## [Instructions for the task]
Every line of the data is to be transcribed as it stands.

## [Entries shown]

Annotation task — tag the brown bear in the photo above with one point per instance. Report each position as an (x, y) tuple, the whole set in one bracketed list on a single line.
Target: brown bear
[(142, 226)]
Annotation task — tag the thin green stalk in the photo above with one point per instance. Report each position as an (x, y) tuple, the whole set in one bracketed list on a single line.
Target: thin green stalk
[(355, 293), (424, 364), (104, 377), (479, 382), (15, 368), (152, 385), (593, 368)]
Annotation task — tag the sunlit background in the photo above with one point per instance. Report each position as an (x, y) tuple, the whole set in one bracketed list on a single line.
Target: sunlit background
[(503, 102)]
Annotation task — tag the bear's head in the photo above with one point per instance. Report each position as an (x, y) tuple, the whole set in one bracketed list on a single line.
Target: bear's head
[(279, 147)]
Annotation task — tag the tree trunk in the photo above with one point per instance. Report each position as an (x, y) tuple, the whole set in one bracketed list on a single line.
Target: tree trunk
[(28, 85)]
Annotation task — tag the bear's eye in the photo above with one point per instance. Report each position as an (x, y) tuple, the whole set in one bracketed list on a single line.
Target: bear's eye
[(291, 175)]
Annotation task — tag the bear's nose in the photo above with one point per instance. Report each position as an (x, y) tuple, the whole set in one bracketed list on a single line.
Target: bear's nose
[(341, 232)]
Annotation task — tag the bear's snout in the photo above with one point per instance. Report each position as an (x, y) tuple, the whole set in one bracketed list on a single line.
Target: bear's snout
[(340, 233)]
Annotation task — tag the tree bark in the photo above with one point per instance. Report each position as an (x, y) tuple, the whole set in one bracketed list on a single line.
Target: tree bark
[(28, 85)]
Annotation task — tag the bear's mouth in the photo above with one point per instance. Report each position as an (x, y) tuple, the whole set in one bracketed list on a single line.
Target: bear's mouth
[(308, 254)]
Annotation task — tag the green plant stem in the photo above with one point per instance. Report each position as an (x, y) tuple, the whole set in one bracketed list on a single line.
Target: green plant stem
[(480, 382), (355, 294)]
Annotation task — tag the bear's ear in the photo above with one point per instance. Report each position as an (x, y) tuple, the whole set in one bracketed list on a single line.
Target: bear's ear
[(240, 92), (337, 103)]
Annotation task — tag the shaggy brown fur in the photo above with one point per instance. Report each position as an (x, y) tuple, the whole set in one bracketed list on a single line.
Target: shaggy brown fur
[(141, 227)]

## [Answer to this task]
Annotation task — tag the brown bear in the photo above with one point per instance. Report each position as an (x, y) tuple, the whole set in one bracketed list on a single line.
Target: brown bear
[(142, 226)]
Annotation task — tag the thin green stalk in the photo above with one point per instance. Report each position as an (x, y) tuple, the whole set in one bracketed list on a single line.
Target: thin green stalk
[(355, 293), (424, 364), (104, 377), (479, 382), (15, 368), (152, 385), (593, 368)]
Annotation task — tag the sunlit background in the photo above with one point per instance. Report each position as an (x, y) tuple, the whole set in one bracketed list on a single line.
Target: sunlit background
[(503, 102)]
Annotation task — tag the bear's head in the photo above with one point per instance. Report each position as an (x, y) tuple, the whole set in one bracketed list on a single line.
Target: bear's head
[(279, 147)]
Annotation task — tag the tree trunk in the photo above with one point per instance. Report each position as an (x, y) tuple, the whole set in one bracketed list on a single line.
Target: tree trunk
[(28, 85)]
Annotation task — tag the bear's eye in the photo above with one point per instance. Report each position as an (x, y) tuple, the whole set in one bracketed list on a single line.
Target: bear's eye
[(291, 175)]
Annotation task — tag the bear's nose in the photo above with one point per instance. Report each position as an (x, y) tuple, the whole set in one bracketed list on a single line.
Target: bear's nose
[(341, 232)]
Annotation task — tag the bear's snout in the photo above with one point per instance. Report each position as an (x, y) tuple, the whole set in one bracketed list on a single line.
Target: bear's snout
[(340, 233)]
Annotation task — tag the tree bark in the photo above with one point per instance. Report each position as an (x, y) tuple, the whole set in one bracketed list on a single line.
Target: tree bark
[(28, 85)]
Annotation task — tag the bear's mouth in the photo above with one point per instance. Report each position as an (x, y) tuple, the whole set in one bracketed list on a single line.
Target: bear's mouth
[(308, 254)]
Annotation task — tag the green plant stem in the photo above with one point per instance. Report each position as an (x, y) tuple, the whole set in one bracketed list on a single line.
Target: green plant stem
[(480, 382), (355, 294)]
Annotation task — tag the bear's ear in the photo above with one point per instance. Report each position as an (x, y) tuple, the whole set in one bracketed list on a single line.
Target: bear's ear
[(240, 92), (337, 103)]
Annotation task — tag the shaggy brown fur in the photo above with one point per instance. Report each position as an (x, y) tuple, the whole set in one bracketed list on a single line.
Target: shaggy brown fur
[(141, 227)]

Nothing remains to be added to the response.